Problem requirements: Count the lines in the listing below that contain the string "plant", matching case exactly. Reply with only the number.

Raw records:
[START]

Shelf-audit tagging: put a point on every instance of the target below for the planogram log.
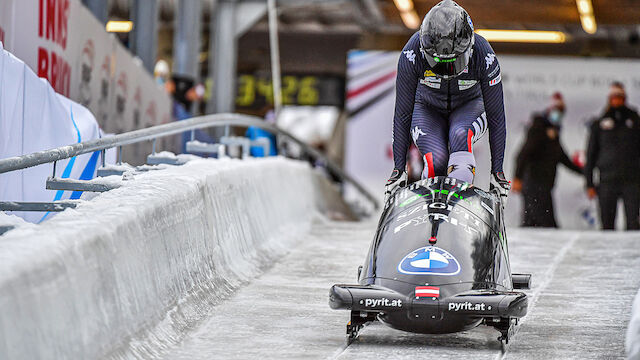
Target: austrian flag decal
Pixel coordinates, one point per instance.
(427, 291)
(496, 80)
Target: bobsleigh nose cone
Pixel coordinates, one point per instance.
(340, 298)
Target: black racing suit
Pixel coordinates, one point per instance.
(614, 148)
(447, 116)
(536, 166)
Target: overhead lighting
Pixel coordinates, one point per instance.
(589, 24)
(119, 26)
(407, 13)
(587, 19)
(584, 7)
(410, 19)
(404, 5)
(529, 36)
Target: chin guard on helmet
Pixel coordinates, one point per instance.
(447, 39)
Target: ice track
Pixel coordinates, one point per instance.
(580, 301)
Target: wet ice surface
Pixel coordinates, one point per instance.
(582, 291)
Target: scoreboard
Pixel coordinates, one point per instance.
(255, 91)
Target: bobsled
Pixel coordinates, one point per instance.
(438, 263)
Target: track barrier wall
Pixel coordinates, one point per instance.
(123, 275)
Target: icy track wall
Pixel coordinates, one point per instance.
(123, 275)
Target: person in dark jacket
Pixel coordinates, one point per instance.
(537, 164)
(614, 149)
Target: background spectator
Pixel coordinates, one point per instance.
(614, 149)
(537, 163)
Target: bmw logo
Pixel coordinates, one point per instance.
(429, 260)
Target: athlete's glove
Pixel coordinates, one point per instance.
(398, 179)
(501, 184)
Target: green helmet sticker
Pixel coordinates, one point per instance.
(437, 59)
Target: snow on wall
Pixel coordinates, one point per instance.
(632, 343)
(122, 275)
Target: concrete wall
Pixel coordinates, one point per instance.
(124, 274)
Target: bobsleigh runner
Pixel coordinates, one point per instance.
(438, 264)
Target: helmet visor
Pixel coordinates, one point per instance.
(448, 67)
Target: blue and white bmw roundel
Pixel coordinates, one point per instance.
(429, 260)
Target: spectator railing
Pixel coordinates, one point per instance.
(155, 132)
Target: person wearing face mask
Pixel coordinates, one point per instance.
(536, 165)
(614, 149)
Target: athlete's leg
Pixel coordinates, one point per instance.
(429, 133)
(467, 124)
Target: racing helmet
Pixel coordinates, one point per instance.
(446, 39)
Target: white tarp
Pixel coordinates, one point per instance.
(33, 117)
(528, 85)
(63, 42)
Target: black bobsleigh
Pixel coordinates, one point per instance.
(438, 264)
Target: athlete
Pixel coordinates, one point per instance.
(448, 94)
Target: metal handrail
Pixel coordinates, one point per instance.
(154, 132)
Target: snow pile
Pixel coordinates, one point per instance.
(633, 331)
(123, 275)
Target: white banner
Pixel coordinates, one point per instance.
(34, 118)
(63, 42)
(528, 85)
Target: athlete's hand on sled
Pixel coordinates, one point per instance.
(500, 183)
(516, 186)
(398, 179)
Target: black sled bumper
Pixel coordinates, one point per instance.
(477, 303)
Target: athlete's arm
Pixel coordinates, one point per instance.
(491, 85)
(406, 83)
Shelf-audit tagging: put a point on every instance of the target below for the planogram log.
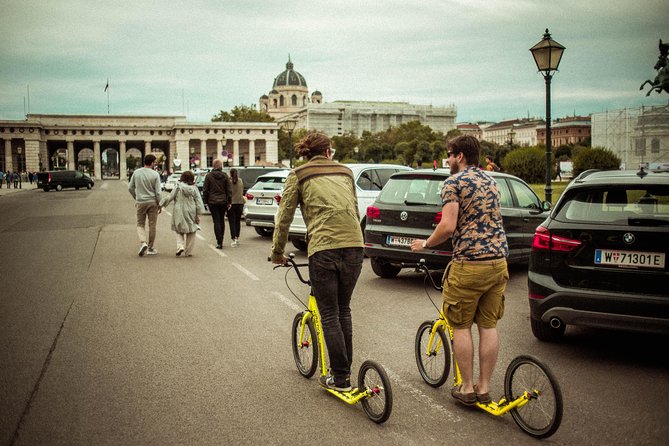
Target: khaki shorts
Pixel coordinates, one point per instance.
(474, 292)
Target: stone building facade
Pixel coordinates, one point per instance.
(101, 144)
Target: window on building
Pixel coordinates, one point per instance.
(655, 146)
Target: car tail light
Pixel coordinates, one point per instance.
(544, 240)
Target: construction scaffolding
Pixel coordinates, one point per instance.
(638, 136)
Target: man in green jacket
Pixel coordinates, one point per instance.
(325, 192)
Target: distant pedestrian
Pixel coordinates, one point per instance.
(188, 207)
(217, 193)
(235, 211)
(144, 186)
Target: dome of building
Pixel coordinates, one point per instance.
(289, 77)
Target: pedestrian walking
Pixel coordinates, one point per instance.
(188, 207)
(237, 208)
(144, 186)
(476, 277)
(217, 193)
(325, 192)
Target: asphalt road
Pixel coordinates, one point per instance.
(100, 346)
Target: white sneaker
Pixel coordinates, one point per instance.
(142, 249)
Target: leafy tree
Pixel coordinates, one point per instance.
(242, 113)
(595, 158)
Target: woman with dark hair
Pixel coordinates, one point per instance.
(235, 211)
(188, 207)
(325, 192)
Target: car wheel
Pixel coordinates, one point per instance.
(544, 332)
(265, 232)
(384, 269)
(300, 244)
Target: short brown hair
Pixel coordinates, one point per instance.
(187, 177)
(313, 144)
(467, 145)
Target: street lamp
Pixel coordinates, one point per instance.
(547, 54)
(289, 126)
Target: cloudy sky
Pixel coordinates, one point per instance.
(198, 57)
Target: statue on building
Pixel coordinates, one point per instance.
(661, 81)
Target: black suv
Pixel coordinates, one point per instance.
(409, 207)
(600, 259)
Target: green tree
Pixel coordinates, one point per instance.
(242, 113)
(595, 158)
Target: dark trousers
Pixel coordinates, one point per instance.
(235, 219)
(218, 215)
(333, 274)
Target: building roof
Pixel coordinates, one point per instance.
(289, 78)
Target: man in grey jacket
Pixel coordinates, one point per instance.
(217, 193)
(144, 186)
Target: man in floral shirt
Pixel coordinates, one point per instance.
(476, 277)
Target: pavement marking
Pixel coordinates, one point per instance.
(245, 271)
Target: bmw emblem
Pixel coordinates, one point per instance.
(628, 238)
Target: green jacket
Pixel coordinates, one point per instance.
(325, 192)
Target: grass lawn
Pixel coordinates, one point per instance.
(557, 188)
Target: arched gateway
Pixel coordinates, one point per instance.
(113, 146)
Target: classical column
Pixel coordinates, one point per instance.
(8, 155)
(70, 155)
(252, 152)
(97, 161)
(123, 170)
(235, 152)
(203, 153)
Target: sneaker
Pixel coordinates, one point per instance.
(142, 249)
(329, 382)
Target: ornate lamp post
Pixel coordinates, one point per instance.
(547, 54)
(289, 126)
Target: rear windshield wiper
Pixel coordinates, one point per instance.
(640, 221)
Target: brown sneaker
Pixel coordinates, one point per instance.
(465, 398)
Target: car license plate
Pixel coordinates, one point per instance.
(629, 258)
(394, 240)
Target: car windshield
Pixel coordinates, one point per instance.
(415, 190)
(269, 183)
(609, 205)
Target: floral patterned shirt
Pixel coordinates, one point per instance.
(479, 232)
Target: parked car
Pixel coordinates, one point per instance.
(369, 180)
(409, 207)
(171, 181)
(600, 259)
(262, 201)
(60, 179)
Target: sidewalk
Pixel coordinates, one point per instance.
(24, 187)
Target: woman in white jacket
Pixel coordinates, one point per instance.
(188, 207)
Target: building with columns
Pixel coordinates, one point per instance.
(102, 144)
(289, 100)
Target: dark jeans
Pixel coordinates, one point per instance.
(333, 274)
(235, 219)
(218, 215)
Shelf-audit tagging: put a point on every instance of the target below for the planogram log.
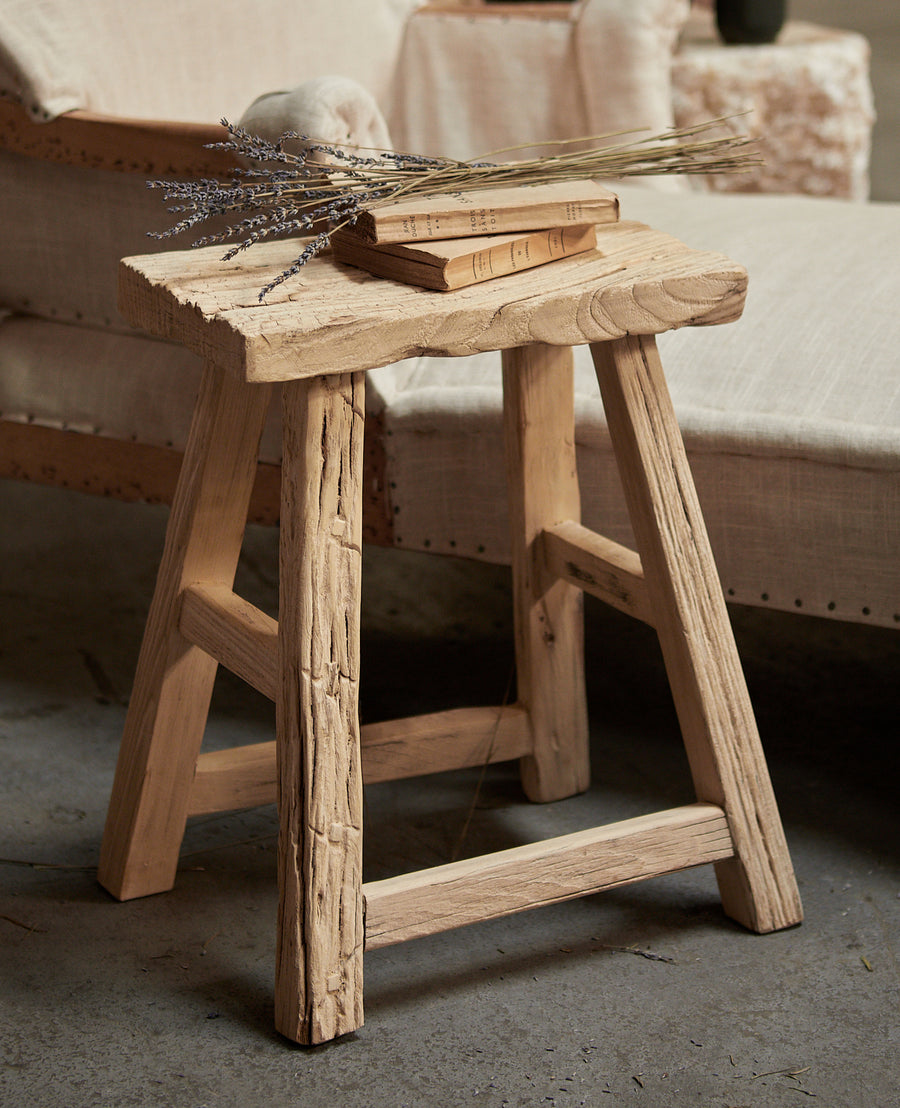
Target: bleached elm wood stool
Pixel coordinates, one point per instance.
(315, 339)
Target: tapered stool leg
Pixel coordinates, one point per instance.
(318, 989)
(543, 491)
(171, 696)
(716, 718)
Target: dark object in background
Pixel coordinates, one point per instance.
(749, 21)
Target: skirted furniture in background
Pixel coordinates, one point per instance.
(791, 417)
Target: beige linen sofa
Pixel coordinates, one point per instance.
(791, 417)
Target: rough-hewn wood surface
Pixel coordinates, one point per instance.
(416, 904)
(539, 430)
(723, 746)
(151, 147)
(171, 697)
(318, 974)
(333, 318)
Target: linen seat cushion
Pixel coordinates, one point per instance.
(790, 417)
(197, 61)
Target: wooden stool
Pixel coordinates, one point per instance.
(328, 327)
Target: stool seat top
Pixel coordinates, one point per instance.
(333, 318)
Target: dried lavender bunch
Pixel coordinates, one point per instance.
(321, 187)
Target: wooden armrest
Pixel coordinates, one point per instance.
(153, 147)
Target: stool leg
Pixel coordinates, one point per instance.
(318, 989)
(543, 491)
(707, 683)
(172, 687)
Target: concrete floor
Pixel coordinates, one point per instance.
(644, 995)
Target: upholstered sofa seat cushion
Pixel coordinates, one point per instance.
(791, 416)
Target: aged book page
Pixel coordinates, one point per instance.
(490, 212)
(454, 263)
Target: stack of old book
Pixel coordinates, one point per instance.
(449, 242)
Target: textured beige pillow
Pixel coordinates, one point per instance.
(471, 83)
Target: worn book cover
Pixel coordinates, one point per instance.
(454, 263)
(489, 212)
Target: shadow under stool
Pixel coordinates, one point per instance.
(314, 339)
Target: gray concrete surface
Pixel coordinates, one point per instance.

[END]
[START]

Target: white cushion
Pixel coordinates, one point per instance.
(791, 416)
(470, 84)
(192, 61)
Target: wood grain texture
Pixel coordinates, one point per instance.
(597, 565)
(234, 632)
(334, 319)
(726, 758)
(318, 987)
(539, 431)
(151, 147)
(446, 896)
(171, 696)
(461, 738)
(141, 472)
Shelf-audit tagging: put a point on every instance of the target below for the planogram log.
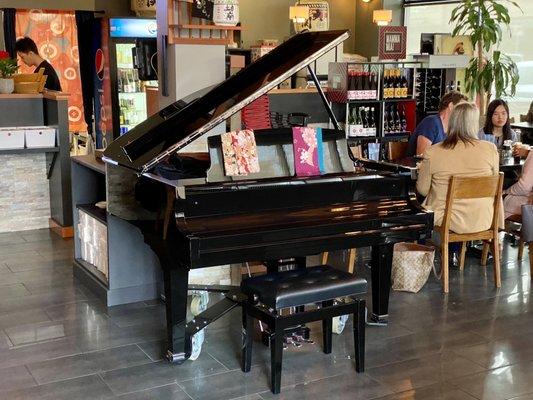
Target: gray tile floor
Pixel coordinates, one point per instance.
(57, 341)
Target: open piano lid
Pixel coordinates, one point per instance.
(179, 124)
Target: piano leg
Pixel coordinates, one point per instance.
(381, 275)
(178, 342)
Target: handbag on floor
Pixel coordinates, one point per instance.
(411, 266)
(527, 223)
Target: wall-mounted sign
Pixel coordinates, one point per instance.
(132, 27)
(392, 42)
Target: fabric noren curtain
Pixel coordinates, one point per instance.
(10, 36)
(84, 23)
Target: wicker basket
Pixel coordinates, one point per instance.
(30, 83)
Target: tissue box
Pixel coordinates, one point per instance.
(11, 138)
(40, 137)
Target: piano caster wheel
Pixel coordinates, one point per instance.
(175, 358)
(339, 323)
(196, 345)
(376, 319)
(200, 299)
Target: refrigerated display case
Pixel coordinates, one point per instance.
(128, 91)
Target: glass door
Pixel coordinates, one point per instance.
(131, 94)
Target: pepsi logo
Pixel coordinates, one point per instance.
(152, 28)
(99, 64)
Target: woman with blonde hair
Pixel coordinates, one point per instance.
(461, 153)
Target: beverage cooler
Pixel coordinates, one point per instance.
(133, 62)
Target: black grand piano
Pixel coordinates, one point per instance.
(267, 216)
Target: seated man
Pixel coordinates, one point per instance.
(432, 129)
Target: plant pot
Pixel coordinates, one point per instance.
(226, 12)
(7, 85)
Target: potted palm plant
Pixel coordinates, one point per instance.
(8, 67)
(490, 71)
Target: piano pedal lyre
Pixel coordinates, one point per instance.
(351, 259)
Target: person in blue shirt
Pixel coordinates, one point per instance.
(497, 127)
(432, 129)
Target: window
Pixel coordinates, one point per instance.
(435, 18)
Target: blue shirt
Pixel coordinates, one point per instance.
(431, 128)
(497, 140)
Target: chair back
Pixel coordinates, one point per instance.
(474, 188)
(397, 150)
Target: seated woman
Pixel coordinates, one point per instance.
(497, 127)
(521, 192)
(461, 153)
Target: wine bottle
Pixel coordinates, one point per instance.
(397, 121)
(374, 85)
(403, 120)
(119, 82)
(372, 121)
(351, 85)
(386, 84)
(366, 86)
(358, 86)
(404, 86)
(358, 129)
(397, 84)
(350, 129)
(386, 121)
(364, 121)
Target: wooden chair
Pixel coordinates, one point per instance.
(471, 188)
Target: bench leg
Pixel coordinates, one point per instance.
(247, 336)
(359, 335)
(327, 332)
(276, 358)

[END]
[START]

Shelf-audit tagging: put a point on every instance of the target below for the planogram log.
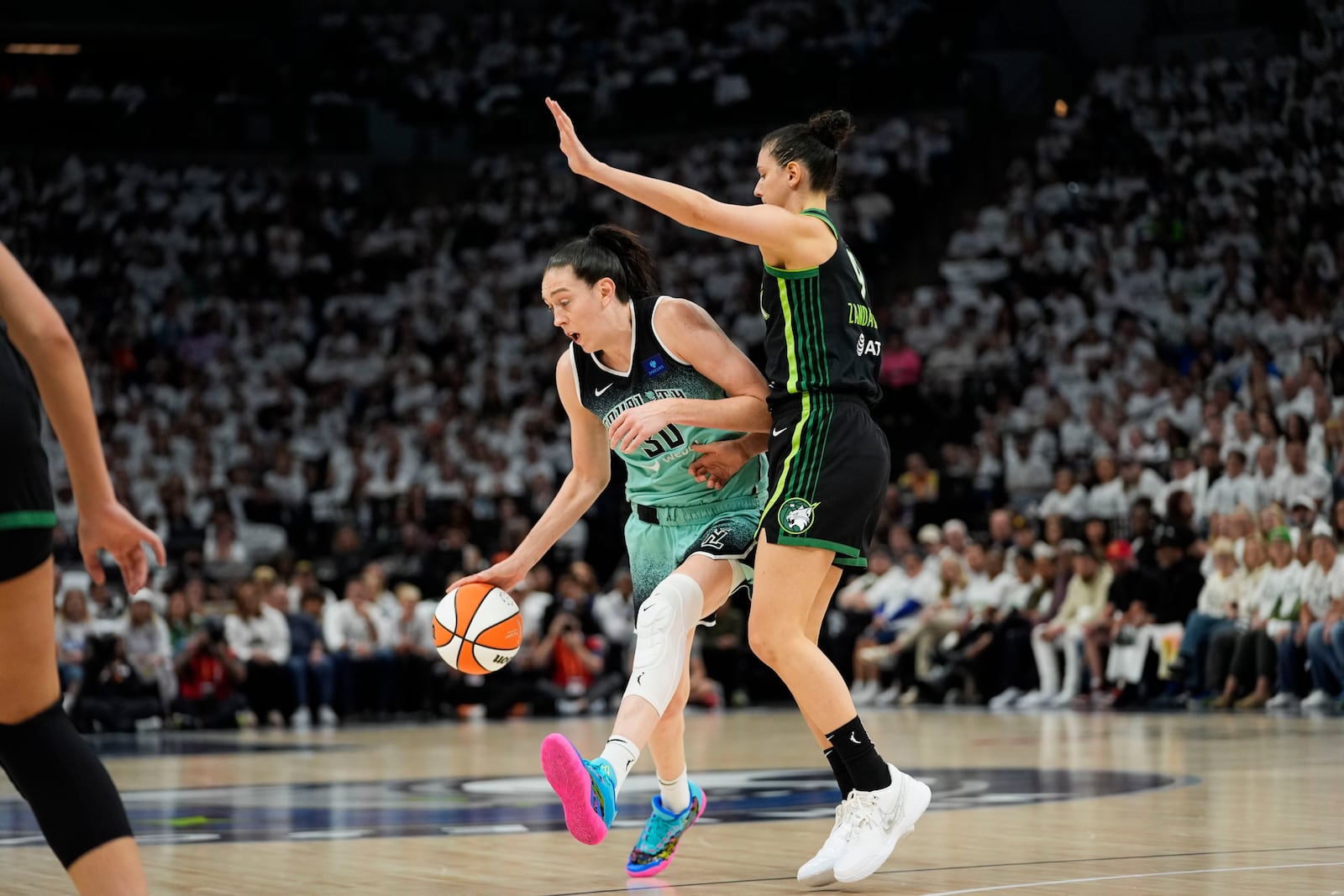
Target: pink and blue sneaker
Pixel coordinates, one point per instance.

[END]

Completed task: 2